Word for word, set down every line of the entries below from the line with "Draw the outline of every instance of the **ornate" to the line with "Draw the outline of every instance of the **carved stone", including both, and no other line.

======== Supplied information

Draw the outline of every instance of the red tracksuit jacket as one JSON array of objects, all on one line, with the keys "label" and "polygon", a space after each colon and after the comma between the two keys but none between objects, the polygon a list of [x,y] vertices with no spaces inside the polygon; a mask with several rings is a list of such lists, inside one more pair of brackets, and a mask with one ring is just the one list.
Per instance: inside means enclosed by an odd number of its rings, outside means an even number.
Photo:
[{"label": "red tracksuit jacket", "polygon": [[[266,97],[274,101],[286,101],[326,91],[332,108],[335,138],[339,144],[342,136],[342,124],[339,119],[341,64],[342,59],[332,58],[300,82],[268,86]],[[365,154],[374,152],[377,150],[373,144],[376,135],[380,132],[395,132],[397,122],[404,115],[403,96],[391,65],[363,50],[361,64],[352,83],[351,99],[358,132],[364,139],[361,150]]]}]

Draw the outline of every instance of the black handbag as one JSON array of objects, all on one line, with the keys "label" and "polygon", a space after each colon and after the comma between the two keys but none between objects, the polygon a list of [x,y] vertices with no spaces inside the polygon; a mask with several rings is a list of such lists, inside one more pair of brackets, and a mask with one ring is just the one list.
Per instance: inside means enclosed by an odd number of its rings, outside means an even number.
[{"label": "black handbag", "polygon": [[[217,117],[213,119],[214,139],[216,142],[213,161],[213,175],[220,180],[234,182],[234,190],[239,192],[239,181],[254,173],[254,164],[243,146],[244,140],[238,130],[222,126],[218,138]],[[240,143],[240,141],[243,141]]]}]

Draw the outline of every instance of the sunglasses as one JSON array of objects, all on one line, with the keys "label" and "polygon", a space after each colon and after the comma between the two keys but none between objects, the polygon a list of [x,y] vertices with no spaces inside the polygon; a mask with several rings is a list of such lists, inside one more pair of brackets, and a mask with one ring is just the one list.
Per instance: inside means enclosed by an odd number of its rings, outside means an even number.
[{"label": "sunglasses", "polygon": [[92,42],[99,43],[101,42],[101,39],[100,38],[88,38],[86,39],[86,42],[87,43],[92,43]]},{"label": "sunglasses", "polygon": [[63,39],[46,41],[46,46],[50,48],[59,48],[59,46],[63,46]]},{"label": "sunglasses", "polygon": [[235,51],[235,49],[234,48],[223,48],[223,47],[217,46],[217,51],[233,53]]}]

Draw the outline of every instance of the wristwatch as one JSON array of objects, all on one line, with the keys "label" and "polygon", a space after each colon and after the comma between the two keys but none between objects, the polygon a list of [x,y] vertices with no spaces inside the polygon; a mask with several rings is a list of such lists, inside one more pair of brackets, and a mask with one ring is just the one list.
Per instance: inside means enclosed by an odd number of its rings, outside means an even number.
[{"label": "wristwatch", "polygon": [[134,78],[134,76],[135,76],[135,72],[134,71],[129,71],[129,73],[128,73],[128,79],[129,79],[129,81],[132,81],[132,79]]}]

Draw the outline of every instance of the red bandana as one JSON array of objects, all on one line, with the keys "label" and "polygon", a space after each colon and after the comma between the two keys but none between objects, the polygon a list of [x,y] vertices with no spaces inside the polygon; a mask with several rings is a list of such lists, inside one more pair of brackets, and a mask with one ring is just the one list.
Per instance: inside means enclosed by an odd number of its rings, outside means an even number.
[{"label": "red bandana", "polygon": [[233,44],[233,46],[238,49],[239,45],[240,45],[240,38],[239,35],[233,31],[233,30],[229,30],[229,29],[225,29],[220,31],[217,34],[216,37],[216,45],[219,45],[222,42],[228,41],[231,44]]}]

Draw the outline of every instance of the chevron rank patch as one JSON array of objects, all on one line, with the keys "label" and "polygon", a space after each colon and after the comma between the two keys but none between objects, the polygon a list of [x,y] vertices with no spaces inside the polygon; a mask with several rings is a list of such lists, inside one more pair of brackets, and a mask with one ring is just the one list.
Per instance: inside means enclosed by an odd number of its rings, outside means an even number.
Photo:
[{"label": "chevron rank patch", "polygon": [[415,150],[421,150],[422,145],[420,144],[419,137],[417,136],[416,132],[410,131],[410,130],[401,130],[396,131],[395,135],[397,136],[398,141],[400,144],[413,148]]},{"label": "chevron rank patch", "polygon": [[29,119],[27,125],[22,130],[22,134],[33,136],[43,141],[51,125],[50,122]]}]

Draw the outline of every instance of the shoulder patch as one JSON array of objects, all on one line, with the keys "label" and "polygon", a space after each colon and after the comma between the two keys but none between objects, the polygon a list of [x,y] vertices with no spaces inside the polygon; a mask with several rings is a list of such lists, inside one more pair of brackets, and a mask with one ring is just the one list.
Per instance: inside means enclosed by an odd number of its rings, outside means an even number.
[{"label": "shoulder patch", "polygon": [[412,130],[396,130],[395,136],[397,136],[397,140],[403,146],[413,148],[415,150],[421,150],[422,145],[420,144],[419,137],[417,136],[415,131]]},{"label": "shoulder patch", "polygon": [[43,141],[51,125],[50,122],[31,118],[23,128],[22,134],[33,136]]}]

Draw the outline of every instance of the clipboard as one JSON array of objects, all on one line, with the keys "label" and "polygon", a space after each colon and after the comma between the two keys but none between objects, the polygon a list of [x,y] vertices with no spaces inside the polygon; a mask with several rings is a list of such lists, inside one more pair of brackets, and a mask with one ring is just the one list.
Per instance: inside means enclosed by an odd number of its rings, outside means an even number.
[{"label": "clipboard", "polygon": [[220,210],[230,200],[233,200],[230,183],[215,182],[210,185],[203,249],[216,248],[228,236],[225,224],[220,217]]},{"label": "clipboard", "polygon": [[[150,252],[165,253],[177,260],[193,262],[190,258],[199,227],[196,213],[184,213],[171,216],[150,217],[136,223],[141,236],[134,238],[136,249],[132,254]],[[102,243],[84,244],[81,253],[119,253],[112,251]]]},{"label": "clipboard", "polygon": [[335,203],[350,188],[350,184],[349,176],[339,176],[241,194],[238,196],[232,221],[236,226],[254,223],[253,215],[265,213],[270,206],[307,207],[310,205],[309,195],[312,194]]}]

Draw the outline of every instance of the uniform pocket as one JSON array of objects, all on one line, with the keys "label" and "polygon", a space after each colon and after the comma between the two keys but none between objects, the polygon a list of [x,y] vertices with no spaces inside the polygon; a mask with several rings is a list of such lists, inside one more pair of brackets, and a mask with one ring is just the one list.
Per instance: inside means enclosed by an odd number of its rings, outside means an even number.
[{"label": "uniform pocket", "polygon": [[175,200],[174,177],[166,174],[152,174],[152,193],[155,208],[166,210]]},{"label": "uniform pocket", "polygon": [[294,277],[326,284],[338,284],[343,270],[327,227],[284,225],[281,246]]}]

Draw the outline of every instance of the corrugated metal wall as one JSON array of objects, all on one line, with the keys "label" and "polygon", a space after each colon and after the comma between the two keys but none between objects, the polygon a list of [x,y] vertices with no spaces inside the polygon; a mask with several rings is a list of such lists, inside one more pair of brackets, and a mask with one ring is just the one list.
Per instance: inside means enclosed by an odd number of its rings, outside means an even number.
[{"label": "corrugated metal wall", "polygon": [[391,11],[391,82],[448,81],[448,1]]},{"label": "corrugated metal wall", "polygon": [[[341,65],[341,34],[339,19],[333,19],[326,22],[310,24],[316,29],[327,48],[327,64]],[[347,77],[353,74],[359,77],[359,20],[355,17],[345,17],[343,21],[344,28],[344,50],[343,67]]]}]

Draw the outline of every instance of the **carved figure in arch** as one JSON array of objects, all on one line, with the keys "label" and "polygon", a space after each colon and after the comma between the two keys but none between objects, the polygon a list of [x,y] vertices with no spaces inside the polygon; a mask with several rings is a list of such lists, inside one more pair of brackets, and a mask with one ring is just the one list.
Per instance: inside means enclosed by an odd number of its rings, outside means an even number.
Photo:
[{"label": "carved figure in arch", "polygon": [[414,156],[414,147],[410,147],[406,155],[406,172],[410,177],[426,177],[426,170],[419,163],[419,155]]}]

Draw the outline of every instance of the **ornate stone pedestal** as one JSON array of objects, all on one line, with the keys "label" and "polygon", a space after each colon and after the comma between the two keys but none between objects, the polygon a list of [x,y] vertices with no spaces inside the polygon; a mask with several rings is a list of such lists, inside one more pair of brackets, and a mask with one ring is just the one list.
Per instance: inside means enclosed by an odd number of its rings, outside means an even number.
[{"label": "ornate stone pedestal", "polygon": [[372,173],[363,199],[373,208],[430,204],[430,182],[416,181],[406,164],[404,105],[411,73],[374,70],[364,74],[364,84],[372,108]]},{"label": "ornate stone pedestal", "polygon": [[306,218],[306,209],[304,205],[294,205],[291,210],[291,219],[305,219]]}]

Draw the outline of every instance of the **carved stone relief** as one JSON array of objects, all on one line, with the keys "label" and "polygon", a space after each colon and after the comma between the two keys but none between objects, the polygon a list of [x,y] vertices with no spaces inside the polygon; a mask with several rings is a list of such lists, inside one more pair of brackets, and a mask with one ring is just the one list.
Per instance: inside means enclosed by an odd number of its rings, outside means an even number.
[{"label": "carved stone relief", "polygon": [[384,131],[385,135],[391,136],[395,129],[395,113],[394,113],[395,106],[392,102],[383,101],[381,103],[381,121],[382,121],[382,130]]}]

================

## Solution to the exercise
Draw the outline of every instance of the **ornate stone pedestal** as one JSON array of objects, all on one line, with the keys "label" and "polygon", a space after each colon and after the comma between the two keys but none between objects, the polygon a list of [x,y] vertices with no spaces inside the polygon; a mask with several rings is a list of such lists, inside one more pair of brackets, and a mask with one ring is just the one list.
Per instance: inside means enclosed by an odd number of its rings, outside means an even number.
[{"label": "ornate stone pedestal", "polygon": [[372,173],[363,199],[373,208],[430,204],[430,182],[416,181],[406,164],[404,105],[411,73],[374,70],[364,74],[364,84],[372,108]]},{"label": "ornate stone pedestal", "polygon": [[306,218],[306,209],[304,205],[294,205],[291,210],[291,219],[305,219]]}]

Draw the outline of every instance of the **carved stone relief** as one JSON array of objects, all on one line, with the keys "label" and "polygon", a space after each colon and after the comma between the two keys but none between objects, the polygon a list of [x,y] vertices with no spaces inside the polygon; a mask with several rings is a list of such lists, inside one more pair of brackets, and a mask with one ring is just the one list.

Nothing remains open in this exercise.